» **Aufgabe**
Welchen Anteil der in Deutschland verkauften Brillen verkauft Fielmann laut dem folgenden Textauszug?

» **Textauszug**
Wie Fielmann unter dem Radar ein Brillen-Abo mit Millionen-Umsatz aufgebaut hat

Martin Gardt24.11.2021

Im OMR Podcast spricht CEO Marc Fielmann über digitale Herausforderungen, Unverzichtbarkeit von Filialen und Wachstums-Visionen

Fielmann-CEO Marc Fielmann (Quelle: Fielmann AG – Frank Siemers)
Der junge Fielmann-CEO Marc Fielmann (Quelle: Fielmann AG – Frank Siemers)

„Brille: Fielmann“ klebt Euch sicher genauso im Kopf wie Millionen anderen Deutschen. Das Familienunternehmen verkauft in Deutschland mehr als jede zweite Brille und hat Filialen in den begehrtesten Lagen. Damit ist der junge CEO Marc Fielmann aber noch nicht zufrieden. Im OMR Podcast erzählt er, wie er bis 2025 jede vierte Brille in Europa verkaufen und 2,3 Milliarden Euro Außenumsatz machen will.

» **Angezeigte Informationen**
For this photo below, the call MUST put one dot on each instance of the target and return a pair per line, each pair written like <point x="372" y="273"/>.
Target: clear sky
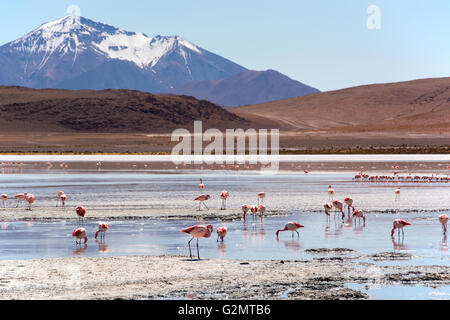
<point x="322" y="43"/>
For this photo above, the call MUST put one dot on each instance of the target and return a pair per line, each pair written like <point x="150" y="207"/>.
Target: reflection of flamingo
<point x="224" y="195"/>
<point x="81" y="212"/>
<point x="399" y="224"/>
<point x="102" y="228"/>
<point x="221" y="233"/>
<point x="80" y="233"/>
<point x="4" y="197"/>
<point x="30" y="199"/>
<point x="202" y="198"/>
<point x="245" y="208"/>
<point x="261" y="196"/>
<point x="198" y="231"/>
<point x="291" y="226"/>
<point x="397" y="194"/>
<point x="330" y="192"/>
<point x="349" y="203"/>
<point x="443" y="219"/>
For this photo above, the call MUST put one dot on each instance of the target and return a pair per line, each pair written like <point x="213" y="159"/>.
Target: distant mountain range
<point x="78" y="53"/>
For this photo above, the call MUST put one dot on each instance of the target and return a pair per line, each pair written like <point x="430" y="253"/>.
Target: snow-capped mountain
<point x="77" y="53"/>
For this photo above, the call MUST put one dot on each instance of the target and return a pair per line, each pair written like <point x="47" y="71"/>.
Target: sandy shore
<point x="122" y="213"/>
<point x="175" y="277"/>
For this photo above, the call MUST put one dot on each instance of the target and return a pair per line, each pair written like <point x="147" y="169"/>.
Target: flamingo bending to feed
<point x="224" y="195"/>
<point x="261" y="195"/>
<point x="221" y="233"/>
<point x="4" y="197"/>
<point x="81" y="212"/>
<point x="399" y="224"/>
<point x="102" y="228"/>
<point x="359" y="214"/>
<point x="198" y="231"/>
<point x="397" y="194"/>
<point x="291" y="226"/>
<point x="339" y="206"/>
<point x="20" y="197"/>
<point x="245" y="208"/>
<point x="202" y="198"/>
<point x="330" y="192"/>
<point x="80" y="233"/>
<point x="443" y="219"/>
<point x="349" y="203"/>
<point x="30" y="199"/>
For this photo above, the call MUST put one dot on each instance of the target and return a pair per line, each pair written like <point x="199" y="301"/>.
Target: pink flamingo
<point x="399" y="224"/>
<point x="202" y="198"/>
<point x="80" y="233"/>
<point x="443" y="219"/>
<point x="30" y="198"/>
<point x="327" y="207"/>
<point x="4" y="197"/>
<point x="102" y="228"/>
<point x="245" y="208"/>
<point x="339" y="206"/>
<point x="349" y="203"/>
<point x="224" y="195"/>
<point x="261" y="210"/>
<point x="330" y="192"/>
<point x="81" y="212"/>
<point x="221" y="233"/>
<point x="397" y="194"/>
<point x="261" y="196"/>
<point x="291" y="226"/>
<point x="20" y="197"/>
<point x="254" y="210"/>
<point x="359" y="214"/>
<point x="198" y="231"/>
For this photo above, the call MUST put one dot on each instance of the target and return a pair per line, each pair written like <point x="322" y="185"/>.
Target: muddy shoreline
<point x="179" y="277"/>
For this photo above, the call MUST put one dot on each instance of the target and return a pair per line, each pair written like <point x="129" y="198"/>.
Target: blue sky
<point x="323" y="43"/>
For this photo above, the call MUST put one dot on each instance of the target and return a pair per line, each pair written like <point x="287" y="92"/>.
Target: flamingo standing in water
<point x="245" y="208"/>
<point x="202" y="198"/>
<point x="291" y="226"/>
<point x="360" y="215"/>
<point x="399" y="224"/>
<point x="261" y="210"/>
<point x="102" y="228"/>
<point x="224" y="195"/>
<point x="328" y="207"/>
<point x="20" y="197"/>
<point x="81" y="212"/>
<point x="397" y="194"/>
<point x="261" y="196"/>
<point x="254" y="210"/>
<point x="221" y="233"/>
<point x="4" y="197"/>
<point x="80" y="233"/>
<point x="330" y="193"/>
<point x="339" y="206"/>
<point x="443" y="219"/>
<point x="198" y="231"/>
<point x="30" y="198"/>
<point x="349" y="203"/>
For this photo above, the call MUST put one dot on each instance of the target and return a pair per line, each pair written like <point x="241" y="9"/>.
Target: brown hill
<point x="412" y="106"/>
<point x="51" y="110"/>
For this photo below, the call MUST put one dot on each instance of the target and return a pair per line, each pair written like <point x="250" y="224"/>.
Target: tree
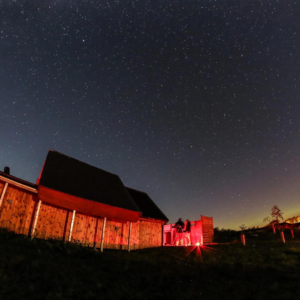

» **Lösung**
Mehr als jede zweite Brille.